Task goal.
Count how many lines of the data below contain the word "given". Reply with that number only.

>> BEGIN Source material

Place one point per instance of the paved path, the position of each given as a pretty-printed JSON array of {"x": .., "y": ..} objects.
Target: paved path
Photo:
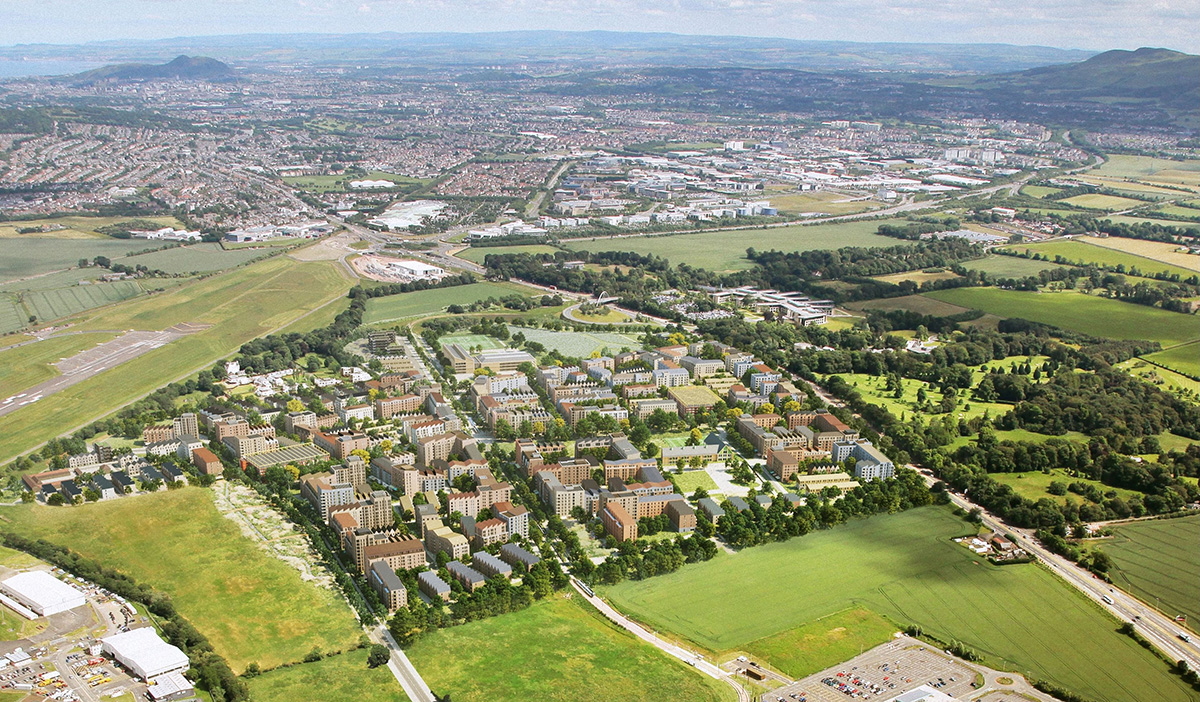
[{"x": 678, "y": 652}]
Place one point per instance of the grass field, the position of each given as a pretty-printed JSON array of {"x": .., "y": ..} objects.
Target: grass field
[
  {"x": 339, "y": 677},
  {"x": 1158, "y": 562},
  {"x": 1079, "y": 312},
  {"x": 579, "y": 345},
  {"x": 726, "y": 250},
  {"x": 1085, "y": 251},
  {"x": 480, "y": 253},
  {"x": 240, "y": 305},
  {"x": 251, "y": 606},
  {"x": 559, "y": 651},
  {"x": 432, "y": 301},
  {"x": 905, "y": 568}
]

>> END Source material
>> BEGIN Source material

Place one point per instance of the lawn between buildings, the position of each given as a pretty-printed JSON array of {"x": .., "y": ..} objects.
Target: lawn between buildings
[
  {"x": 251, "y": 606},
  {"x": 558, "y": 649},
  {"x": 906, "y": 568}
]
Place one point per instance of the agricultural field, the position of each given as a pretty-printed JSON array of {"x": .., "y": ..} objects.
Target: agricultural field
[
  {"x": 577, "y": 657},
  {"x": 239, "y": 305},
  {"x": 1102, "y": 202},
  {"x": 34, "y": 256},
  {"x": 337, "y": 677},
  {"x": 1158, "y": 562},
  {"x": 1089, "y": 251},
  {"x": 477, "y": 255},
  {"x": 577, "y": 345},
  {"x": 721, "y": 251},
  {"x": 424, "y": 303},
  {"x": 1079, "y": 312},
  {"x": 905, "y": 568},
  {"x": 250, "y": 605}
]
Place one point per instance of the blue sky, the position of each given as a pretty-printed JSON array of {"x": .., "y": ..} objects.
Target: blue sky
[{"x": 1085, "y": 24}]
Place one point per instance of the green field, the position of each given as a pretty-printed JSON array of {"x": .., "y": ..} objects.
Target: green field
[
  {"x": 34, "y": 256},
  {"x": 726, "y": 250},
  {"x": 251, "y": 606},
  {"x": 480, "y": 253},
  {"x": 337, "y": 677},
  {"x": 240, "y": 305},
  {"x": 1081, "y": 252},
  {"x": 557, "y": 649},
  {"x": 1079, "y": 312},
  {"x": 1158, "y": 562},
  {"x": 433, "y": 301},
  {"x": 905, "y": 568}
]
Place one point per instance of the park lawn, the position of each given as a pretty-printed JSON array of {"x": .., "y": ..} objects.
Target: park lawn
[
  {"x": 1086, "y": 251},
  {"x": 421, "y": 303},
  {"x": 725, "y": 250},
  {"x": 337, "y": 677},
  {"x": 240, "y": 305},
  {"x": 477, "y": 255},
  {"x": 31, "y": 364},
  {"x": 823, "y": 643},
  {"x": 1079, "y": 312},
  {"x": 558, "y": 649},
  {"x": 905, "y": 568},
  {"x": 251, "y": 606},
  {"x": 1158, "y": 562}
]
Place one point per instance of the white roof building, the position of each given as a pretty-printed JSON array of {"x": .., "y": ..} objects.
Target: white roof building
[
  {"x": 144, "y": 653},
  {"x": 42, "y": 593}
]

>> END Source material
>> BEGIN Source material

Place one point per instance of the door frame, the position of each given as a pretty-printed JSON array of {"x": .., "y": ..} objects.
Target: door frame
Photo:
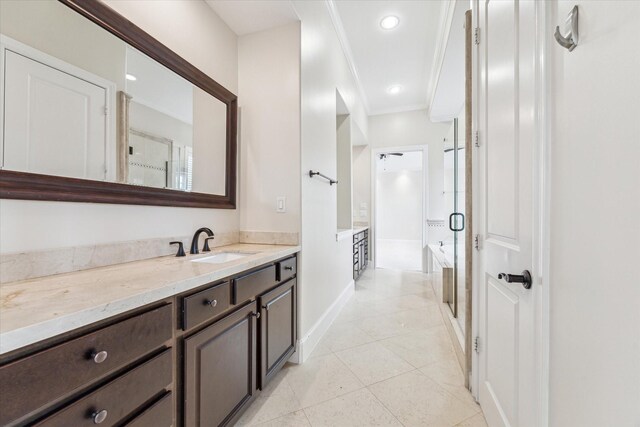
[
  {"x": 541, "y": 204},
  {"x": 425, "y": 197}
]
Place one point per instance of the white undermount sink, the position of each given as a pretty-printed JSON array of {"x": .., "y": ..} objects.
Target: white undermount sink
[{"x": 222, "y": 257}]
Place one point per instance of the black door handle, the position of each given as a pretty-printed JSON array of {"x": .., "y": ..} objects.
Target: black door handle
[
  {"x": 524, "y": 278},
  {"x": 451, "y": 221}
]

>> END Source material

Reply.
11